## PROVIDED MATERIAL:
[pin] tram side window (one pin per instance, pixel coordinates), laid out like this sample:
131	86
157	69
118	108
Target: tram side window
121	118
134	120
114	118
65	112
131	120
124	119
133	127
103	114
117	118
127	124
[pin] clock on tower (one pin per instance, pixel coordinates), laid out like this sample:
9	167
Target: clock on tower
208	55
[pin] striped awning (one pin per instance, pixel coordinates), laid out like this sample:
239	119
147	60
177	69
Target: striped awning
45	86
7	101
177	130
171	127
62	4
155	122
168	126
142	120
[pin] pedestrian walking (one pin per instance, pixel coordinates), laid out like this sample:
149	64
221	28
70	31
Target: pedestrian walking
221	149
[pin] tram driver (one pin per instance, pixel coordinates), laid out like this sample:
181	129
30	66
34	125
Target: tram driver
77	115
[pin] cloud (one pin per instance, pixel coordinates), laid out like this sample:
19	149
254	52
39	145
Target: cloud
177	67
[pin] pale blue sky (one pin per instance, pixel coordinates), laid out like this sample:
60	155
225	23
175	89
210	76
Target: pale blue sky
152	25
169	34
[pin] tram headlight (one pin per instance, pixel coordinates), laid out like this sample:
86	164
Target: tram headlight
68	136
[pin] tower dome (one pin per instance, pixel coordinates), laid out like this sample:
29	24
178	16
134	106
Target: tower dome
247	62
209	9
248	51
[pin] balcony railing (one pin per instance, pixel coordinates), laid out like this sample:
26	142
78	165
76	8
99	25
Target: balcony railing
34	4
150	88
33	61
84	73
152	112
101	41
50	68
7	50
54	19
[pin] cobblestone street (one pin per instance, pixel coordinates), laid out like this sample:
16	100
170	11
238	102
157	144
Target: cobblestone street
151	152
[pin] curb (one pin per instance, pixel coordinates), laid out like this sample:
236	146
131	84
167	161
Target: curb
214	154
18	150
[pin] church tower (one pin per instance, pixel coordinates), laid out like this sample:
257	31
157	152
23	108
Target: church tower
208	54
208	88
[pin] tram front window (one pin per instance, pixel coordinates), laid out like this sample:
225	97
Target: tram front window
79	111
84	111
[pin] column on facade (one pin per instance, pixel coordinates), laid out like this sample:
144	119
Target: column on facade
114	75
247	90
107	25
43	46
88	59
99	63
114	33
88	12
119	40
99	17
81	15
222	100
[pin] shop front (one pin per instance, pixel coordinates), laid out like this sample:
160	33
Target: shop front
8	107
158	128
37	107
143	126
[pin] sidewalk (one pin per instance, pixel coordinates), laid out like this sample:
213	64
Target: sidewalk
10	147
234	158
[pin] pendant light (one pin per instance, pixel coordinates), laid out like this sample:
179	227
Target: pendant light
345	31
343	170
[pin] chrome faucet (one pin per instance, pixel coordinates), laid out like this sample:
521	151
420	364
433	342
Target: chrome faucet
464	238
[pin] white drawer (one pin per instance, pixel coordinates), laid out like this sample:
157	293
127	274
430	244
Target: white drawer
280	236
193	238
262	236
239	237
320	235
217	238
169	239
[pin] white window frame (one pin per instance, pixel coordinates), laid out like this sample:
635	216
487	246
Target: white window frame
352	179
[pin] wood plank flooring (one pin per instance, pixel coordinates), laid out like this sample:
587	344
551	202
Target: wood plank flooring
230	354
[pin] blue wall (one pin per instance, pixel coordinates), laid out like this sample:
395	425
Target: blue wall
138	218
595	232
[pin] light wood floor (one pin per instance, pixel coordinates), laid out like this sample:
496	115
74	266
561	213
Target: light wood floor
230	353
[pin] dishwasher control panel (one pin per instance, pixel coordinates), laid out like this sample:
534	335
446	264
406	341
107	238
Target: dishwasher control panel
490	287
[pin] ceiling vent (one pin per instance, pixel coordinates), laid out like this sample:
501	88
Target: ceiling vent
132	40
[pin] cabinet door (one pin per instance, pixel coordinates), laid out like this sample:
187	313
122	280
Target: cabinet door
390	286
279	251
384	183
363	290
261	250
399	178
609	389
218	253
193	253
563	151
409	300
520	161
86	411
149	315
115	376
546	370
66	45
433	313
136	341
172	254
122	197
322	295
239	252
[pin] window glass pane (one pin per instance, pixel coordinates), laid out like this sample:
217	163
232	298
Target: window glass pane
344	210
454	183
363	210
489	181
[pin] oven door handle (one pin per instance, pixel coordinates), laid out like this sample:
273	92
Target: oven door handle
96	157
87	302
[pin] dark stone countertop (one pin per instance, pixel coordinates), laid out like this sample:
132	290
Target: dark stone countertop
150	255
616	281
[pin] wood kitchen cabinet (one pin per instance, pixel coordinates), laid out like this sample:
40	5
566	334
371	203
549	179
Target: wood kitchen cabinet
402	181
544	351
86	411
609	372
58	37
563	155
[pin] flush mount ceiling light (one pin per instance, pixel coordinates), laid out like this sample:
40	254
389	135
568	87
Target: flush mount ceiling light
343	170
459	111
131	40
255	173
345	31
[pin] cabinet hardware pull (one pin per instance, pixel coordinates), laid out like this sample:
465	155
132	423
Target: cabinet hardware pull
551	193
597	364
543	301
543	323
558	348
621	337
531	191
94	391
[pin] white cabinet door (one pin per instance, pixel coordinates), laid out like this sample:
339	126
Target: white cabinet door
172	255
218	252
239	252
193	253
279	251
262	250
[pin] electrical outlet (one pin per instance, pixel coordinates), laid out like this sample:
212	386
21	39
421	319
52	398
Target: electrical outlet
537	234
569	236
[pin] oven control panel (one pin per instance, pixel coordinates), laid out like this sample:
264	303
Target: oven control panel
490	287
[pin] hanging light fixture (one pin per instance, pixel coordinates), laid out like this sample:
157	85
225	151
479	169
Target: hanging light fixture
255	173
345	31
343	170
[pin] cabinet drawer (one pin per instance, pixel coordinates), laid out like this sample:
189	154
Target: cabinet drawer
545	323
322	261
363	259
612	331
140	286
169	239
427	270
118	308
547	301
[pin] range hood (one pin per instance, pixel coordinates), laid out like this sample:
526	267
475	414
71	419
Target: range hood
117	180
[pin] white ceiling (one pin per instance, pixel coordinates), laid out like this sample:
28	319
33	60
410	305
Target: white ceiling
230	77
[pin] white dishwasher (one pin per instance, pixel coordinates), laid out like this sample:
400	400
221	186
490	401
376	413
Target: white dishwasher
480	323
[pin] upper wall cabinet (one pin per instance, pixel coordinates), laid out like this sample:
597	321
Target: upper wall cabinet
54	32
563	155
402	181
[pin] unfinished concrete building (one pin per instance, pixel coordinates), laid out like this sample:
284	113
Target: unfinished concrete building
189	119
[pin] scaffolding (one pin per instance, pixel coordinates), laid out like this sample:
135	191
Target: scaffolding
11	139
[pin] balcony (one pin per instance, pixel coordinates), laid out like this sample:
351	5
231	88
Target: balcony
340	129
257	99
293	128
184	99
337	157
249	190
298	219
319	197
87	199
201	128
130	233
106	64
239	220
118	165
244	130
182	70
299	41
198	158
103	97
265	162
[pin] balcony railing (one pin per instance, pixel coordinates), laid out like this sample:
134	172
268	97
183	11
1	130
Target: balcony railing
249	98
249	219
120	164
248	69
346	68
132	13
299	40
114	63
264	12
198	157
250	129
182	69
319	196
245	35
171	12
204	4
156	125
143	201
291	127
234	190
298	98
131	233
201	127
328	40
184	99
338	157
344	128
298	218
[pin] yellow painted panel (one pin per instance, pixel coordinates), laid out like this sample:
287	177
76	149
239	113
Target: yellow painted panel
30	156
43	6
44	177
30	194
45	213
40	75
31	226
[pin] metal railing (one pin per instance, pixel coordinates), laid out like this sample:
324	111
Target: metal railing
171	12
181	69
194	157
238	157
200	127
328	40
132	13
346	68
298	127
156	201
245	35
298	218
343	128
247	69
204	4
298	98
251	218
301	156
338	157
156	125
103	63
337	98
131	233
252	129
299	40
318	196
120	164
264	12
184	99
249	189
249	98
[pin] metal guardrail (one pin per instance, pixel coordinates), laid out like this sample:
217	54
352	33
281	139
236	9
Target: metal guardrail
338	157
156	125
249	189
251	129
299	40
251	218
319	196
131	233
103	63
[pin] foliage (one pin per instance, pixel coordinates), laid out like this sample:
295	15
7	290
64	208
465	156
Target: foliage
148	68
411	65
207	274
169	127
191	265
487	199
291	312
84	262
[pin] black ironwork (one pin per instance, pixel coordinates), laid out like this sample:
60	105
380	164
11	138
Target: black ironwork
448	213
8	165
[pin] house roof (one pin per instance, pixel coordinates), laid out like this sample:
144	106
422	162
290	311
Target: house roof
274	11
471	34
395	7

## PROBLEM:
Copy exactly the lines above, starting at the opening line and finishing at the line in which "[pin] tram front" occurs.

## RESPONSE AREA:
[pin] tram side window (one pin per instance, pixel coordinates), laid out like this sample:
131	86
157	69
118	108
Target: tram side window
121	118
134	120
114	118
65	112
131	120
124	119
133	127
103	114
117	118
127	124
[pin] clock on tower (one pin per instance, pixel coordinates), laid out like this sample:
9	167
Target: clock on tower
208	55
[pin] striped awning (one pin per instance, pixel coordinates), laid out like this sample:
239	119
147	60
177	69
Target: striped awning
45	86
7	101
177	130
171	127
62	4
155	122
168	126
142	120
[pin] pedestrian walking (one pin per instance, pixel coordinates), laid out like this sample:
149	64
221	28
70	31
Target: pedestrian walking
221	149
[pin] tram driver (one pin per instance, pixel coordinates), laid out like this sample:
181	129
30	66
34	125
Target: tram driver
77	115
[pin] cloud (one pin per instance, pixel coordinates), laid out like this sample:
19	149
254	52
39	145
Target: cloud
177	67
[pin] pale blue sky (one pin per instance, pixel coordinates), laid out like this sample:
60	155
225	23
175	89
210	76
Target: pale blue sky
152	25
169	34
[pin] tram headlight (one pin per instance, pixel coordinates), laid out like this sample:
86	164
Target: tram headlight
68	136
[pin] tower dome (one pin per instance, pixel coordinates), laid out like this sample:
29	24
178	16
134	106
Target: tower dome
247	62
209	9
248	51
[pin] balcony railing (one pin per instance, pixel coordinates), laid out like this sample:
26	142
78	165
76	8
99	25
Target: balcony railing
34	4
150	88
33	61
84	73
152	112
101	41
50	68
7	50
54	19
[pin] cobblestone street (one pin per instance, pixel coordinates), laid out like this sample:
16	100
170	11
238	102
157	144
Target: cobblestone street
151	152
[pin] curb (one pin per instance, pixel coordinates), laid out like this sample:
236	146
131	84
167	161
Target: curb
214	154
18	150
[pin] church tower (one pin per instance, pixel coordinates), laid out like this sample:
257	31
157	152
23	108
Target: church tower
208	54
208	88
[pin] tram front window (one pin per instance, pixel coordinates), laid out like this sample:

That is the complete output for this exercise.